───── Data in this exercise ─────
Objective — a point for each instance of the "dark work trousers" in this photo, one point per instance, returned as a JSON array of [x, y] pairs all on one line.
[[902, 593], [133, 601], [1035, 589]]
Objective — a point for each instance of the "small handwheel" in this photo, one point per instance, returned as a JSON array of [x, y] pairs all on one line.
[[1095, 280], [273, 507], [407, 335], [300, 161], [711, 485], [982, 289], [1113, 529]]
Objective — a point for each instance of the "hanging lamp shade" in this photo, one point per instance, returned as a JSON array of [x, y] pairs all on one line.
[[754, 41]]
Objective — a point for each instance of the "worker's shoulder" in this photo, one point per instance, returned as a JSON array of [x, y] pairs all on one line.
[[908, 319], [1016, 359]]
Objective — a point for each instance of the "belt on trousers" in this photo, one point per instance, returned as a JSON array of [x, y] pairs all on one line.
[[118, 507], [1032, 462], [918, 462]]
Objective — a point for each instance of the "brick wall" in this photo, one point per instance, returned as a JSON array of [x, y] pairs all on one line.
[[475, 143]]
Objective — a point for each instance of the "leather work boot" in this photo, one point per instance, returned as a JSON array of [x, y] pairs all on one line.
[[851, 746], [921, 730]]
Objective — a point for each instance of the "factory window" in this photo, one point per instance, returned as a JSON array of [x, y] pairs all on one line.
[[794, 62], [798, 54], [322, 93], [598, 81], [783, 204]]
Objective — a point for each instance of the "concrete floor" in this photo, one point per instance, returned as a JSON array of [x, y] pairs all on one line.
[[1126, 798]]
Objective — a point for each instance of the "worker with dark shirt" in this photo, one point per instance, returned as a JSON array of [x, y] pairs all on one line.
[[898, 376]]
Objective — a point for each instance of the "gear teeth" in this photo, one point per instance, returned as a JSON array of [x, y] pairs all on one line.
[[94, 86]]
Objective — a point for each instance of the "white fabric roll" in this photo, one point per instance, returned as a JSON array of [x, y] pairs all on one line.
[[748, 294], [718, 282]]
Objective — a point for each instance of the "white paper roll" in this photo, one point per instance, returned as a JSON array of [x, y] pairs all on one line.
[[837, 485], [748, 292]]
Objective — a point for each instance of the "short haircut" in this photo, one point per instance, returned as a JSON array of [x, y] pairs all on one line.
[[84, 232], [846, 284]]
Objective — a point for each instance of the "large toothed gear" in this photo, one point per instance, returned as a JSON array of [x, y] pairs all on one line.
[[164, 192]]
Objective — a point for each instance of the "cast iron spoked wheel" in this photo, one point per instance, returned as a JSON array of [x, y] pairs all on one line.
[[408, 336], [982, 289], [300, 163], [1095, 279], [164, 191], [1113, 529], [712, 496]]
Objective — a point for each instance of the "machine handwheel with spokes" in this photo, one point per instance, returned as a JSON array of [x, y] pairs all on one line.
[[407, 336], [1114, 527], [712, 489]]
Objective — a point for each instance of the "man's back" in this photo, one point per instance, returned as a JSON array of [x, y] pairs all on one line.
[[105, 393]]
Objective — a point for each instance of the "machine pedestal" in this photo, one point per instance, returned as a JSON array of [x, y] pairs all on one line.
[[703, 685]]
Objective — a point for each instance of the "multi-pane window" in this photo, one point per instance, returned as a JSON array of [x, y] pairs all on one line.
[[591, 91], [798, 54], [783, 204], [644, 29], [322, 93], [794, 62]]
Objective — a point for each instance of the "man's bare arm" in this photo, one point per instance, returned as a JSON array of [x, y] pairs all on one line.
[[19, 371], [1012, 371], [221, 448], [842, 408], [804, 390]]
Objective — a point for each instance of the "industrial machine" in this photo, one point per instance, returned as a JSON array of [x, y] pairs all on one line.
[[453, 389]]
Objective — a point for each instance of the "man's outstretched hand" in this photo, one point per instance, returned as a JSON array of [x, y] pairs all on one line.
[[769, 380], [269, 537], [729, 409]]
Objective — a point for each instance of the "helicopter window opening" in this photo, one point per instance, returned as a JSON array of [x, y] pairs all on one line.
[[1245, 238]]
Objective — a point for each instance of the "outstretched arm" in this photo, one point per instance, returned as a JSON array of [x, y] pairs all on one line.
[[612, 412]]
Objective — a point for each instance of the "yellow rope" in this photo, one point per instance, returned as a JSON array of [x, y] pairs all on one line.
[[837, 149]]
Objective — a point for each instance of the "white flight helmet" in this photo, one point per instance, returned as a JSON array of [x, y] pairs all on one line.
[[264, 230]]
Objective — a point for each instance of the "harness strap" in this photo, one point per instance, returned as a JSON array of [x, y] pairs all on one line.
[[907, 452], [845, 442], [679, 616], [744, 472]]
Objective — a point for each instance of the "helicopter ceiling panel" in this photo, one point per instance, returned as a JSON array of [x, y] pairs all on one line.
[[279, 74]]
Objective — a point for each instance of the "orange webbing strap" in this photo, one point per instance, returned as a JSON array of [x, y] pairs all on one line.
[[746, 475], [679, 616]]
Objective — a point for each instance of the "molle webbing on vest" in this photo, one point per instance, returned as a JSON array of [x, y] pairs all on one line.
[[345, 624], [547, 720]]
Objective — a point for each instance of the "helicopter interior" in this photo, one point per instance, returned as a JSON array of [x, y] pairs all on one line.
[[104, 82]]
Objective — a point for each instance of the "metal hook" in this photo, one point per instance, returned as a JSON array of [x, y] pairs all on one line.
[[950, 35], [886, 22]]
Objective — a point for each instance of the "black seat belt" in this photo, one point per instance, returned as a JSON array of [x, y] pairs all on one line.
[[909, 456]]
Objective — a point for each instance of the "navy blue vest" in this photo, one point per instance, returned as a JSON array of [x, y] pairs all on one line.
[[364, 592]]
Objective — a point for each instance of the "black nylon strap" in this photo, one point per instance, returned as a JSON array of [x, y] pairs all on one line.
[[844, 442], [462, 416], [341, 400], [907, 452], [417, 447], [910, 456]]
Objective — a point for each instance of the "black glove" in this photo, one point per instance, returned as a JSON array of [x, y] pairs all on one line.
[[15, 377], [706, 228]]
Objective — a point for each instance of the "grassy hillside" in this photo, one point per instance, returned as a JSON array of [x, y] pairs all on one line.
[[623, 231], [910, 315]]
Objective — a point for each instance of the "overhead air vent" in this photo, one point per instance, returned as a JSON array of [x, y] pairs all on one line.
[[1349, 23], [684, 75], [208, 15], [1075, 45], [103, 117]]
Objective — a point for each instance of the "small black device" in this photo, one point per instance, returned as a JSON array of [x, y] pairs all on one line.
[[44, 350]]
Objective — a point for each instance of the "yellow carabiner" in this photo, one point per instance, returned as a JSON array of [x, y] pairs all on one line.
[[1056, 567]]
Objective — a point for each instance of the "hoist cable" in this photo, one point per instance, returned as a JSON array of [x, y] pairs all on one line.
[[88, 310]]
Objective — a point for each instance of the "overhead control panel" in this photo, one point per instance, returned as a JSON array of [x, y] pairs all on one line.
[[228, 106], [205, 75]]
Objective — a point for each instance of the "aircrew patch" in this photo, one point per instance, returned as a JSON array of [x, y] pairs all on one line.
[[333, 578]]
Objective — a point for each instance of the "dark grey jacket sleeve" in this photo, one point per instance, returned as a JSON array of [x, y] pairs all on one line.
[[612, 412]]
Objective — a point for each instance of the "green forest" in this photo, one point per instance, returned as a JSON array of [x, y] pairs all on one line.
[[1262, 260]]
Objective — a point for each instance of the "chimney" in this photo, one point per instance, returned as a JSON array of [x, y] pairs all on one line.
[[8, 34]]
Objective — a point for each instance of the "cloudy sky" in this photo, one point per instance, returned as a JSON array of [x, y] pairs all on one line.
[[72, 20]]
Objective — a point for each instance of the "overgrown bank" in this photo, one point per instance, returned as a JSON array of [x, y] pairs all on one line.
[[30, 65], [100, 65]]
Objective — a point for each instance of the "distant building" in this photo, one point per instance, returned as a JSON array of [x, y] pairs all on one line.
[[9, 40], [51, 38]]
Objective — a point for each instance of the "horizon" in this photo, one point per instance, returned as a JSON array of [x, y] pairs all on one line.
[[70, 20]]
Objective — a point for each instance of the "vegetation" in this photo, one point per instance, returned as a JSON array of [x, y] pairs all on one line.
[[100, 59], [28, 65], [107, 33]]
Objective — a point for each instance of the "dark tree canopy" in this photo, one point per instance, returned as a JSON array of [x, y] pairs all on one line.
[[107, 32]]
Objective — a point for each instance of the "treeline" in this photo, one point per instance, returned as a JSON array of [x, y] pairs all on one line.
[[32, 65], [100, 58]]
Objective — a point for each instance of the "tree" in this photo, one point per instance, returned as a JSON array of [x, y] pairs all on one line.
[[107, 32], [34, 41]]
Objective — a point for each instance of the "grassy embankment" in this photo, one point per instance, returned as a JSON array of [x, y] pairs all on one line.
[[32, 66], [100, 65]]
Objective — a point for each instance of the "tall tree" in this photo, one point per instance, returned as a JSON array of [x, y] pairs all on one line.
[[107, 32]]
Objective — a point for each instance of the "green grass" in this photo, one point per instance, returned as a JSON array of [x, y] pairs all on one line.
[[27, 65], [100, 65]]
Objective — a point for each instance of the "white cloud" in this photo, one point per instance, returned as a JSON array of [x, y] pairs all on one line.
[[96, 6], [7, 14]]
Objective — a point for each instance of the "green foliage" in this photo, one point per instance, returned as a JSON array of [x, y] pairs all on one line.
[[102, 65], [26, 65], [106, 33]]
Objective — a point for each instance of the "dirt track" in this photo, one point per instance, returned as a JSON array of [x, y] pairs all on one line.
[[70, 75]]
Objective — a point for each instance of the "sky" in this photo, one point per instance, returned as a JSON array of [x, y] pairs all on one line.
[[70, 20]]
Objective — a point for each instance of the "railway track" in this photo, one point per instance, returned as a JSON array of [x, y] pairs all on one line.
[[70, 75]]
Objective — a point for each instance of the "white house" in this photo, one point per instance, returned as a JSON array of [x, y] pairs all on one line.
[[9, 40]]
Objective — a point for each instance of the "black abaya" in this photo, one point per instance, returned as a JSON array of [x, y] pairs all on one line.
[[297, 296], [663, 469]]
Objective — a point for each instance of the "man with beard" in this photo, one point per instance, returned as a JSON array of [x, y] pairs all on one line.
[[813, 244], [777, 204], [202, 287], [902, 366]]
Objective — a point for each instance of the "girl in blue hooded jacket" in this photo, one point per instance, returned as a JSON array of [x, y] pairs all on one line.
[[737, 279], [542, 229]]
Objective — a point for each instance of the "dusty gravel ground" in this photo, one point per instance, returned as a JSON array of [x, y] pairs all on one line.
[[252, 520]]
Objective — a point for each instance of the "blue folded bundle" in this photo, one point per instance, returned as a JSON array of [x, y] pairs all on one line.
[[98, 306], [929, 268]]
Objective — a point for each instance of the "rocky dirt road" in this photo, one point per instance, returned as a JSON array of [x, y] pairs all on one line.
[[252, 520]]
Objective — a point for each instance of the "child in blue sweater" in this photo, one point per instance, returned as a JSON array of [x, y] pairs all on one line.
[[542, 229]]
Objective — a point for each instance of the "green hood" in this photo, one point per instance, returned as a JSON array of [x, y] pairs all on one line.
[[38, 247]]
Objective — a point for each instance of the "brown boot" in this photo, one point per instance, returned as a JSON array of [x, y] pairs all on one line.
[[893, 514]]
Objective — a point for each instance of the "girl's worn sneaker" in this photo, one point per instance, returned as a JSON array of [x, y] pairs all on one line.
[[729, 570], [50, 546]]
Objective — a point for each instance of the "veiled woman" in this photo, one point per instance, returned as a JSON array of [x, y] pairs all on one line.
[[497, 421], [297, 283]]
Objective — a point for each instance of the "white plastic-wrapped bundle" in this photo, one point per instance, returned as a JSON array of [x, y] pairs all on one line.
─────
Directions for this task:
Can you give the records again from their start, stopping after the line that contains "[[475, 143]]", with "trousers" renamed to "pants" and nothing else changed?

Result of this task:
Objective — a point for each instance of the "dark work pants" in this photo, one point per instance, returned as a JSON array of [x, y] pairs all on one line.
[[902, 593], [133, 601], [1035, 589]]
Objective — a point for each instance of the "small handwheel" in this photo, one point per instance, returned as a JSON array of [x, y] pairs all on one line.
[[1095, 280], [273, 507], [407, 335], [300, 161], [711, 485], [982, 289], [1113, 529]]
Objective — a point for each instance of the "hanging lamp shade" in this photo, one point per instance, returned as a JSON array of [x, y] pairs all on one line.
[[754, 41]]
Objective — a point for each instance of the "worker's shoulder" in this photo, one point per instance, returned as a JSON array of [x, y] pairs all on one line.
[[908, 319], [1016, 359]]
Objective — a point for each instance of the "belt on pants" in this photo, one point per instance, returned as a JSON array of [x, y] pairs all on one line.
[[118, 507], [1032, 462], [918, 462]]
Objective — a point for each instance of the "brick wall" in this photo, one point per instance, returned as a JSON array of [x, y] pairs all on one line.
[[475, 143]]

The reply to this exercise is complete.